- [Dataset excerpts]
- Opening Delimiter -

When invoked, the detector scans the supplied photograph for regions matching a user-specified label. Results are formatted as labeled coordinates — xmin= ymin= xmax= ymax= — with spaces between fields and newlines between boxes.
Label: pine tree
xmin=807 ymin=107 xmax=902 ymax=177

- Closing Delimiter -
- Opening Delimiter -

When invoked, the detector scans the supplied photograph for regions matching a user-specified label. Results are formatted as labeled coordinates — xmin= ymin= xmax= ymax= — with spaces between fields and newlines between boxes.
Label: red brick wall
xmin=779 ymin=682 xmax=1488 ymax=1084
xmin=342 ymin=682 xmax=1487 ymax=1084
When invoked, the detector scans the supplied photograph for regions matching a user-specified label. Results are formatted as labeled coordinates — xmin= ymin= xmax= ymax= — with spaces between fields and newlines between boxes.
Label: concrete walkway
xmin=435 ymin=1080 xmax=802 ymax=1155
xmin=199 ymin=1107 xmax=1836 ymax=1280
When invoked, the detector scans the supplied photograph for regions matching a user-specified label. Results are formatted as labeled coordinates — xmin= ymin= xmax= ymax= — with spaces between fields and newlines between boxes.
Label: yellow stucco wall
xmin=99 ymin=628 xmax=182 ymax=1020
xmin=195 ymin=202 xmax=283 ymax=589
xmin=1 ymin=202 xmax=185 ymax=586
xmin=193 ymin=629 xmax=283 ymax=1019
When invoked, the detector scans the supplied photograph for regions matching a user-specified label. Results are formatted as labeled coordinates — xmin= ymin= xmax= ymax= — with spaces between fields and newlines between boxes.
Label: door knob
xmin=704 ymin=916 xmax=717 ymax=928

- Closing Delimiter -
- Opening Delimiter -

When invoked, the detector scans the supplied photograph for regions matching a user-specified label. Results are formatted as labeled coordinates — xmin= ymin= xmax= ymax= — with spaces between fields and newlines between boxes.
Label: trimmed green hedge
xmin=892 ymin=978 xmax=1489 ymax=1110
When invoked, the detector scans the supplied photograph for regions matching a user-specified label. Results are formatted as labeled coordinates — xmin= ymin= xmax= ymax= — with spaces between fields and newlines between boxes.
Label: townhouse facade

- Closing Delimiter -

Within the data above, the lines from the one with "Label: trimmed green hedge" to the one with "Label: townhouse facade" must be repeated exactly; no other line belongs in the answer.

- [Output of the exercise]
Label: trimmed green hedge
xmin=892 ymin=978 xmax=1489 ymax=1110
When invoked, the detector scans the supplied photograph for regions matching a user-specified label. Results are formatted as labeled coordinates — xmin= ymin= xmax= ymax= — with spaces between fields and newlines between boxes.
Label: townhouse facade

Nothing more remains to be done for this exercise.